■ **Task prompt**:
Return nothing except the lines from the one that contains "In this picture, where can the sky" through the end of the material below, each exactly as given.

■ **Record excerpts**:
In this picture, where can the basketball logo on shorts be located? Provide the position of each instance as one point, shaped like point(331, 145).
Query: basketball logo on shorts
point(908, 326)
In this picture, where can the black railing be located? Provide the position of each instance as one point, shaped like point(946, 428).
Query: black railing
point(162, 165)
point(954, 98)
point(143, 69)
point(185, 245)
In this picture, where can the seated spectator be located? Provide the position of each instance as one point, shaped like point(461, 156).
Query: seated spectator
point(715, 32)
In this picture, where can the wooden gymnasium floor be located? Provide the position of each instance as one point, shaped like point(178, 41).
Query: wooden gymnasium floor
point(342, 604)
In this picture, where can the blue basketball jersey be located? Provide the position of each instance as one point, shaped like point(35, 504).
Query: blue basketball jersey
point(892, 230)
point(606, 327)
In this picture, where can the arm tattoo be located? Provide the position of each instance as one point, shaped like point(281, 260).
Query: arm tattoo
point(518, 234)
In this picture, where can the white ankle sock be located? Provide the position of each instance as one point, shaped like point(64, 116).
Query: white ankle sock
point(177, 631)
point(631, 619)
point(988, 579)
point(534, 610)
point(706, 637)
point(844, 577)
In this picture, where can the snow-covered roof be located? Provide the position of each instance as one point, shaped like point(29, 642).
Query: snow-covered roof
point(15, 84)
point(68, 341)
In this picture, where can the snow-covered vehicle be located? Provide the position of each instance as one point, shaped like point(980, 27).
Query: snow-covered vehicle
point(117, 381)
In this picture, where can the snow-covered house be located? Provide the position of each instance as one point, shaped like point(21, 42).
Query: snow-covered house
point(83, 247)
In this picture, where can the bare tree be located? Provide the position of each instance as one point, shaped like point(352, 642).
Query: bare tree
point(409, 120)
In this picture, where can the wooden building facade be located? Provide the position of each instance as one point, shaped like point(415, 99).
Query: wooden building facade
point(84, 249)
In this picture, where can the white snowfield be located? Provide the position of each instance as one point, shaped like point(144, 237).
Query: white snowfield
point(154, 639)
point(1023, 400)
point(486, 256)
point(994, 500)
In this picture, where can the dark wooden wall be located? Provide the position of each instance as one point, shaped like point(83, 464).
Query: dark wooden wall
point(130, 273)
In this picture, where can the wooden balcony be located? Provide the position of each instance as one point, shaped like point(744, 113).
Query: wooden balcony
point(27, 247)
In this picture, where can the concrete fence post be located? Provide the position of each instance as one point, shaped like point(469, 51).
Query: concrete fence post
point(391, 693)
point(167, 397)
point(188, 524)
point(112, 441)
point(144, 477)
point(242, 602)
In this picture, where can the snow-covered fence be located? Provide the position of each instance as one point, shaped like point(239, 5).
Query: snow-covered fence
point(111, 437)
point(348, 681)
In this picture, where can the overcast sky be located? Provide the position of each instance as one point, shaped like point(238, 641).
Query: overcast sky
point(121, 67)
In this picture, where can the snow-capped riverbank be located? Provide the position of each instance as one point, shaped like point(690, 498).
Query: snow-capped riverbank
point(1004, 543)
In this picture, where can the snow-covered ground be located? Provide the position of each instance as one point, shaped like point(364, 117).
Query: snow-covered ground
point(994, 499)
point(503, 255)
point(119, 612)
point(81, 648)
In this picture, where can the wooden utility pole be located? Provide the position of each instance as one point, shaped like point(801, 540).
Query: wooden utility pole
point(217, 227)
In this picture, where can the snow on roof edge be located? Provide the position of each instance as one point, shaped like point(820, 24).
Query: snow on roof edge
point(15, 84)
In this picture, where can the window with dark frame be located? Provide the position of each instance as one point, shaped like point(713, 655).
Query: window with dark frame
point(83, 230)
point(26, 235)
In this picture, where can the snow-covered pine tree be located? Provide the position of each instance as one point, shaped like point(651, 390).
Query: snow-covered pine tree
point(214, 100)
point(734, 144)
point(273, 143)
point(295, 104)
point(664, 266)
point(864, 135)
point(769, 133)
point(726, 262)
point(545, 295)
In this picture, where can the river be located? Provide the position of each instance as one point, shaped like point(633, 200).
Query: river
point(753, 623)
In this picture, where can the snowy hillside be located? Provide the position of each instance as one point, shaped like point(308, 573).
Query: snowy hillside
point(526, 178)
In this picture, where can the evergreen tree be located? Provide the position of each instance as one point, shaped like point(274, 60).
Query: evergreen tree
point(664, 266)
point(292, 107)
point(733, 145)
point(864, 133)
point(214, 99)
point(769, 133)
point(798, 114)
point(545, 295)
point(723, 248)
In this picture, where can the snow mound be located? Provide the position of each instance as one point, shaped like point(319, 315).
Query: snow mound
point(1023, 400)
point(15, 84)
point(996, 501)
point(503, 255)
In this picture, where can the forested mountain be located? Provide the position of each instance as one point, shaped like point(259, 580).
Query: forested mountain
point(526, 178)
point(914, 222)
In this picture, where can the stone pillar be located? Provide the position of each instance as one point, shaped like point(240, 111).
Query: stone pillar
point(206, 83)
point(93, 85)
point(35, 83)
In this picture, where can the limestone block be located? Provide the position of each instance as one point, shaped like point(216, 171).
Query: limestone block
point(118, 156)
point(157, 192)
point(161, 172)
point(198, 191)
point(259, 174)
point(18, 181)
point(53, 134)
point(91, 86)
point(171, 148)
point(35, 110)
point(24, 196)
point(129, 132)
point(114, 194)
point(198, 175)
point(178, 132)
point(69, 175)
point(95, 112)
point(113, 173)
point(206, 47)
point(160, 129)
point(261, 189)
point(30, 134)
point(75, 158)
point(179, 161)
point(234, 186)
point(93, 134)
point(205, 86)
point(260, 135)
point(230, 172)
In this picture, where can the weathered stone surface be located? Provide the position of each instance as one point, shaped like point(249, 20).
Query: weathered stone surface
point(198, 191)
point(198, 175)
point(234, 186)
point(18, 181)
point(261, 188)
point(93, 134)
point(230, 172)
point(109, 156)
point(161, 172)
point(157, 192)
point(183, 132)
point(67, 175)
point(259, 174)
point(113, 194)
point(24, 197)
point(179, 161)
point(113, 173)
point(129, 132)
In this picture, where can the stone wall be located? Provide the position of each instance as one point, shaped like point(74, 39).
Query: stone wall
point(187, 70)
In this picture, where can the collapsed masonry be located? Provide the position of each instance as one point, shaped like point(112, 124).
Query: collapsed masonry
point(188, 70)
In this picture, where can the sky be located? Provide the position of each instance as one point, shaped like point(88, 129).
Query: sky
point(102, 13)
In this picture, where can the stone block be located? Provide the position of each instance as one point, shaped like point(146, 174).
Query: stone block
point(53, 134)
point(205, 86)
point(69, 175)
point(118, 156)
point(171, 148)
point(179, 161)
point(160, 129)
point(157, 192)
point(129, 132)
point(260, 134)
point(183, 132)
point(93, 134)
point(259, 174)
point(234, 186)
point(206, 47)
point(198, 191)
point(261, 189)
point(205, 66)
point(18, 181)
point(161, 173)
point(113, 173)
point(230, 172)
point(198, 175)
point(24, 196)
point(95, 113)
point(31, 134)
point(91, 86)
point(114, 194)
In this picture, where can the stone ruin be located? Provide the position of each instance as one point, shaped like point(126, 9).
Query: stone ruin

■ **Output for this task**:
In this picture, where can the sky be located? Provide the position of each instance as one point, shaped like point(88, 129).
Query: sky
point(102, 13)
In this picture, where can the stone block be located? Provide the position of each instance as one point, shaped like point(146, 174).
Query: stone block
point(53, 134)
point(205, 86)
point(69, 175)
point(118, 156)
point(171, 148)
point(179, 161)
point(160, 129)
point(157, 192)
point(129, 132)
point(260, 134)
point(183, 132)
point(93, 134)
point(259, 174)
point(234, 186)
point(206, 47)
point(198, 191)
point(261, 189)
point(205, 66)
point(18, 181)
point(161, 173)
point(113, 173)
point(230, 172)
point(198, 175)
point(24, 196)
point(95, 113)
point(31, 134)
point(91, 86)
point(114, 194)
In this picture, where can the stone ruin be located? Provide the position of each instance as one point, shaped like point(126, 9).
Query: stone ruin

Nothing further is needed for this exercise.